# [PASSAGE SHOWN]
※
Equity of redemption Flashcards
What is the equitable right to redeem
Equitable principles that protect the borrower from the lender
Protects the borrower from clauses postponing or preventing redemption of mortgage, collateral advantages and unconscionable terms
equity of redemption has a financial value which is the market value of the home less the outstanding debt
what are the 4 rights under the equity of redemption
Supplement the legal right to redeem
No postponement or prevention of redemption
No collateral advantages
No unconscionable terms
What is behind the principle of no postponement or prevention of redemption?
the equitable right to redeem ARISES THE FOLLOWING DAY AFTER THE REDEMPTION DATE
Court will not allow a clause that prevents the redemption altogether but may allow the lender to postpone a little.
What is the option to purchase?
The mortgage may include an option for the lender to purchase the mortgage property
A proprietary right for the lender to require the borrower to transfer the property at some time in the future
equity will strike such terms down in domestic cases because the borrower loses the right to redeem the property back and free of the loan
If the option is granted separate to a mortgage it can be upheld
if the mortgage and the option are granted separate but on the same day, the option can be upheld
What is a collateral advantage?
※
# [RECORD SET]
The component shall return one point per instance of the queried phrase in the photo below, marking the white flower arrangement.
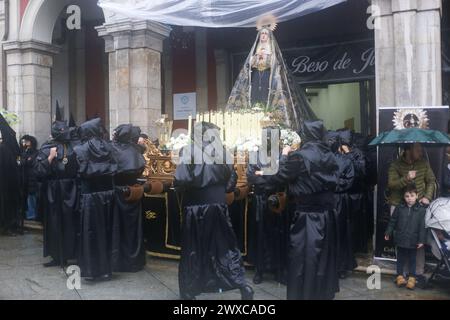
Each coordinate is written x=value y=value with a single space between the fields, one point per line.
x=290 y=138
x=247 y=144
x=179 y=142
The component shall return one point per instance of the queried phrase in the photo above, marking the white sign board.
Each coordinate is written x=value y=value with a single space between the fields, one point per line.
x=184 y=105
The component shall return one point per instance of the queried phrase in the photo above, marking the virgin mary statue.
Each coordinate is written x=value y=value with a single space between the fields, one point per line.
x=266 y=84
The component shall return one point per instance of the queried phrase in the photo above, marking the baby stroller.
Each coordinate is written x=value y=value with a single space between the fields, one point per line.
x=437 y=220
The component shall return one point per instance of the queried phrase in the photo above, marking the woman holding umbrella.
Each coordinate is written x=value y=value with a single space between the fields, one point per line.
x=409 y=168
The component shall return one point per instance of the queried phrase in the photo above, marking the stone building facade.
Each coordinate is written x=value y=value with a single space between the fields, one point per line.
x=122 y=70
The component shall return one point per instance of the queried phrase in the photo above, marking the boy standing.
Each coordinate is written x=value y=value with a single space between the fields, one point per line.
x=407 y=225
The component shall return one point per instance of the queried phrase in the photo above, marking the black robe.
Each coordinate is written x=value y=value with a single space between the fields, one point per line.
x=128 y=237
x=345 y=257
x=311 y=174
x=9 y=190
x=361 y=200
x=61 y=197
x=271 y=229
x=210 y=258
x=10 y=183
x=97 y=167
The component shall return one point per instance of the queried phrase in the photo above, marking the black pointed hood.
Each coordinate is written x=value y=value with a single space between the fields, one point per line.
x=126 y=150
x=313 y=131
x=90 y=129
x=127 y=133
x=8 y=136
x=58 y=112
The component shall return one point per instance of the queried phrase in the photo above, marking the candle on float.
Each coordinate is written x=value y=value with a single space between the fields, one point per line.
x=189 y=125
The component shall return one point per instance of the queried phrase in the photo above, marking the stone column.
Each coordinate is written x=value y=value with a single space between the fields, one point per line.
x=222 y=77
x=28 y=69
x=408 y=53
x=134 y=49
x=201 y=66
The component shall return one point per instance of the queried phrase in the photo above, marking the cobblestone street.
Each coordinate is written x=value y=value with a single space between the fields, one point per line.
x=23 y=277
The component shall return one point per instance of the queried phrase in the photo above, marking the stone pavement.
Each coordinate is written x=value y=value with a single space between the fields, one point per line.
x=23 y=277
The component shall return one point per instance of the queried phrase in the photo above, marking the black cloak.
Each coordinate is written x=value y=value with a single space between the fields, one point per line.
x=10 y=188
x=96 y=169
x=210 y=258
x=61 y=195
x=344 y=244
x=269 y=241
x=312 y=176
x=128 y=239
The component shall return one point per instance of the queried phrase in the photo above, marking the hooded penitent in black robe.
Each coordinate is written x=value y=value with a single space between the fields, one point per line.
x=210 y=258
x=346 y=176
x=97 y=166
x=361 y=213
x=27 y=159
x=311 y=174
x=270 y=243
x=61 y=216
x=128 y=252
x=9 y=179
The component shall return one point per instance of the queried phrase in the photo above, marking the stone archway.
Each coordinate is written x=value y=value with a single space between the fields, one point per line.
x=30 y=59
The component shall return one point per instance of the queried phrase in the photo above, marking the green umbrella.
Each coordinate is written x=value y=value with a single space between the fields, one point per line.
x=411 y=135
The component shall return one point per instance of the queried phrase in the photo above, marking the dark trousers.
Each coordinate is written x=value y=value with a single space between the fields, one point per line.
x=406 y=257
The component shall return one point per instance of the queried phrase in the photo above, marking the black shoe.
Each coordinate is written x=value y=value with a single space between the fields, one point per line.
x=186 y=296
x=258 y=278
x=247 y=293
x=52 y=263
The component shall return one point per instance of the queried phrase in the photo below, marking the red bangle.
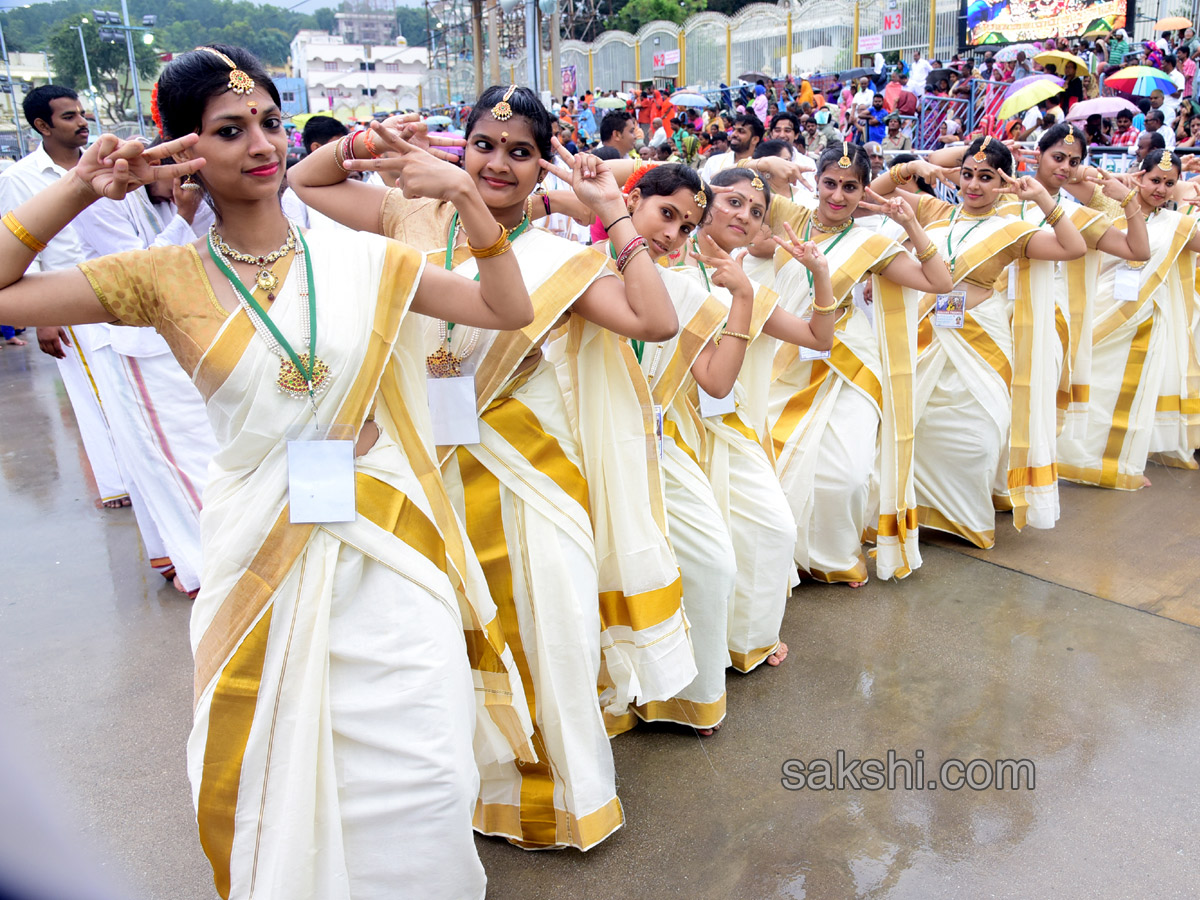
※
# [TASKS FOR THIS EXERCISE]
a) Answer these from the equity of redemption flashcards, one line each:
(i) How do the flashcards define the financial value of the equity of redemption?
(ii) When does the equitable right to redeem arise?
(iii) What happens to an option to purchase when the mortgage and the option are granted separately but on the same day?
b) Output the part of the equity of redemption flashcards that begins at the words "Equity of redemption Flashcards" and ends after the words "prevention of redemption?".
c) Pick up the equity of redemption flashcards after their last line and continue them.

# [SOLVED PROBLEMS]
a)
(i) The market value of the home less the outstanding debt.
(ii) The day after the redemption date.
(iii) The option can be upheld.

b)
Equity of redemption Flashcards
What is the equitable right to redeem
Equitable principles that protect the borrower from the lender
Protects the borrower from clauses postponing or preventing redemption of mortgage, collateral advantages and unconscionable terms
equity of redemption has a financial value which is the market value of the home less the outstanding debt
what are the 4 rights under the equity of redemption
Supplement the legal right to redeem
No postponement or prevention of redemption
No collateral advantages
No unconscionable terms
What is behind the principle of no postponement or prevention of redemption?

c)
Lender is only entitled to the repayment of capital advancement and interest
He cannot extract any additional value from the borrower - collateral advantage
a collateral advantage will be struck out if it is unconscionable or if it is repugnant to the equitable right to redeem
What is a solus tie and is it allowed?
Type of collateral advantage
eg a beer tie
if a lender is a brewery and borrower a pub, the lender may impose that the pub buys beer from the brewer
Generally allowed if they end within the mortgage term - if it exceeds the mortgage term it will be void
What power do courts have re unconscionable terms?
Can strike them out
term has to be more than unfair or unreasonable
eg charging very high interests rates by exploiting someones position of being at risk of homelessness = unconscionable term
When is a mortgage term unconscionable?
Multiservice Bookbinding v Marden
If it was imposed in a morally reprehensible manner which affects the lender’s conscience
What are statutory regime case principles regarding unconscionable terms?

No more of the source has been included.